DATASET ENTRIES:
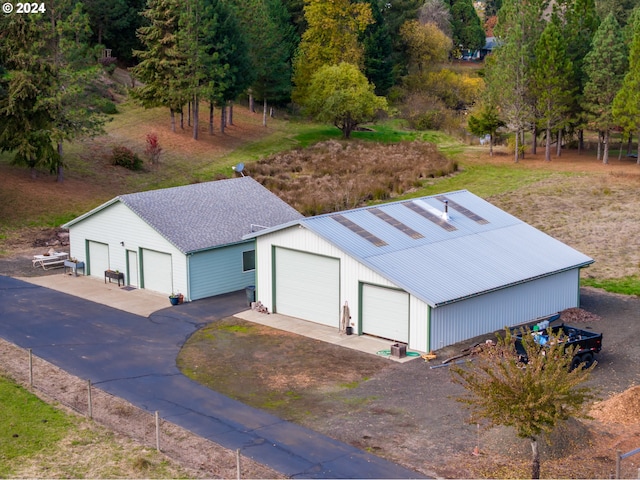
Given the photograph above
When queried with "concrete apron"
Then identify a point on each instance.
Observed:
(144, 303)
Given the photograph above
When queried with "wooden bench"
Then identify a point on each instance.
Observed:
(50, 260)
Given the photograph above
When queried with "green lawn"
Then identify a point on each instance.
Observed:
(38, 440)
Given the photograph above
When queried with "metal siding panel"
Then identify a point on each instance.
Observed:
(504, 308)
(157, 272)
(418, 325)
(385, 313)
(98, 260)
(307, 286)
(219, 271)
(132, 268)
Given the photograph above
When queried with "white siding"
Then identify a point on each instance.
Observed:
(98, 258)
(307, 286)
(503, 308)
(117, 223)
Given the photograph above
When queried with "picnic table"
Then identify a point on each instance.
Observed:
(50, 260)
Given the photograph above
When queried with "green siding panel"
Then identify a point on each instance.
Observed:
(219, 271)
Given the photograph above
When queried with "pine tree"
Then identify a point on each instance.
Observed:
(467, 29)
(48, 83)
(341, 95)
(485, 121)
(531, 398)
(378, 52)
(25, 122)
(605, 67)
(626, 104)
(161, 60)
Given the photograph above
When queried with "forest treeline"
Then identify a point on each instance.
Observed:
(557, 68)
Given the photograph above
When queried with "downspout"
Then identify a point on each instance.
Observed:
(188, 299)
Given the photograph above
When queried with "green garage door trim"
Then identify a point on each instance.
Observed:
(157, 272)
(385, 312)
(98, 255)
(307, 286)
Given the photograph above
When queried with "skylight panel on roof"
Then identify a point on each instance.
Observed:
(463, 210)
(429, 215)
(354, 227)
(395, 223)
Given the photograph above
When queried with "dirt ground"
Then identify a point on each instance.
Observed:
(407, 412)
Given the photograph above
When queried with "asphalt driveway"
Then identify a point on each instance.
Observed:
(133, 357)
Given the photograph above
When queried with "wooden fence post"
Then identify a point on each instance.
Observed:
(157, 431)
(90, 412)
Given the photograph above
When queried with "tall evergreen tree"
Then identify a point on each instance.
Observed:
(580, 24)
(552, 75)
(77, 75)
(605, 67)
(508, 72)
(378, 51)
(47, 85)
(229, 44)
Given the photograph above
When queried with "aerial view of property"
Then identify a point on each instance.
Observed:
(319, 239)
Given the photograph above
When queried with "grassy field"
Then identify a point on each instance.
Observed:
(38, 440)
(593, 208)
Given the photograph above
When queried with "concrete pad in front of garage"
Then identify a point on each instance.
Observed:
(145, 303)
(137, 301)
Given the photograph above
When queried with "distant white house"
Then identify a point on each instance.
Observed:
(185, 239)
(429, 272)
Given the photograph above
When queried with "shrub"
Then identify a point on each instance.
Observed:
(123, 157)
(153, 149)
(106, 106)
(108, 63)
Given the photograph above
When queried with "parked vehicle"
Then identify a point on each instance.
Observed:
(587, 343)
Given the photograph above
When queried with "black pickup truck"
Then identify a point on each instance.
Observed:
(587, 343)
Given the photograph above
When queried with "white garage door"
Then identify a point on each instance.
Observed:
(385, 313)
(98, 258)
(307, 286)
(157, 273)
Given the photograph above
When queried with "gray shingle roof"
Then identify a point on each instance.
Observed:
(444, 263)
(206, 215)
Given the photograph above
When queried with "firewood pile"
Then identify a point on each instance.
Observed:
(578, 315)
(623, 408)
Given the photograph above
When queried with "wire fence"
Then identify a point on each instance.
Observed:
(146, 428)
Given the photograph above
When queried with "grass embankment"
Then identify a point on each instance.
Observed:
(38, 440)
(576, 201)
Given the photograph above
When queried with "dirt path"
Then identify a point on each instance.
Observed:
(407, 412)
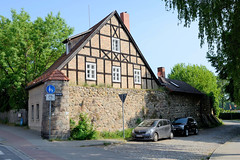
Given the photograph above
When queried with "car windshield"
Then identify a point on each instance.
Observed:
(147, 123)
(180, 121)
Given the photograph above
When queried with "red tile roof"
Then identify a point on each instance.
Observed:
(53, 75)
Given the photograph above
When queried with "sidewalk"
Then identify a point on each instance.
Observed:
(30, 143)
(228, 151)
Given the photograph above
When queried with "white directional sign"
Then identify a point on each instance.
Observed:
(50, 97)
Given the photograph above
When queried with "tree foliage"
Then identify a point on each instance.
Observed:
(219, 25)
(200, 78)
(84, 130)
(27, 49)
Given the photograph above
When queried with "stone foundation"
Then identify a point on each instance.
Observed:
(104, 106)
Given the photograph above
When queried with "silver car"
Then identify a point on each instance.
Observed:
(153, 129)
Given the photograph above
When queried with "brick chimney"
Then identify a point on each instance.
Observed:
(125, 18)
(161, 72)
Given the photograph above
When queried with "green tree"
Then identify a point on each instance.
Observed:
(27, 49)
(219, 25)
(200, 78)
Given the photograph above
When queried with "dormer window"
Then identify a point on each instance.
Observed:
(115, 45)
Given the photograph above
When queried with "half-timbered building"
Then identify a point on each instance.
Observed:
(105, 55)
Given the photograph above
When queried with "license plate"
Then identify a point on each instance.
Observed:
(139, 135)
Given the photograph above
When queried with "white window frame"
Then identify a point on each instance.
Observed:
(137, 76)
(115, 44)
(116, 74)
(92, 71)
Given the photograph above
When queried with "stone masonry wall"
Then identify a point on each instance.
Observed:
(60, 115)
(104, 106)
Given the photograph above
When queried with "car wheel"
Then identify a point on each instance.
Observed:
(155, 137)
(171, 136)
(196, 131)
(186, 133)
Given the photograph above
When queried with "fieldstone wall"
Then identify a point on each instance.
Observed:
(60, 112)
(104, 106)
(15, 116)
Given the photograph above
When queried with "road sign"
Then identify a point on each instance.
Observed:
(123, 97)
(50, 89)
(50, 97)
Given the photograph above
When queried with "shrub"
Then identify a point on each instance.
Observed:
(84, 130)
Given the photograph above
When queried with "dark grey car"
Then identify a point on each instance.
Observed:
(153, 129)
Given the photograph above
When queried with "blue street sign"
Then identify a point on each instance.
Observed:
(50, 89)
(123, 97)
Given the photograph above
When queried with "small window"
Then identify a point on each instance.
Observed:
(164, 122)
(116, 74)
(90, 71)
(33, 112)
(115, 44)
(137, 76)
(37, 111)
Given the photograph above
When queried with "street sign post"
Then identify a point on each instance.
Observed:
(50, 97)
(123, 97)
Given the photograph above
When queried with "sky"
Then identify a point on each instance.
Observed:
(162, 40)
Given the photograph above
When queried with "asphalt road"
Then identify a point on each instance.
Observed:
(193, 147)
(200, 146)
(9, 153)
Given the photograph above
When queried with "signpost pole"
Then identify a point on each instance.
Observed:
(50, 112)
(123, 119)
(123, 97)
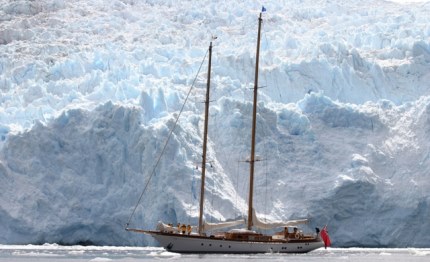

EXERCISE AIM:
For the string "asphalt", state how many lines in the listing contain it, and give no other words.

SOLUTION TO THE EXERCISE:
2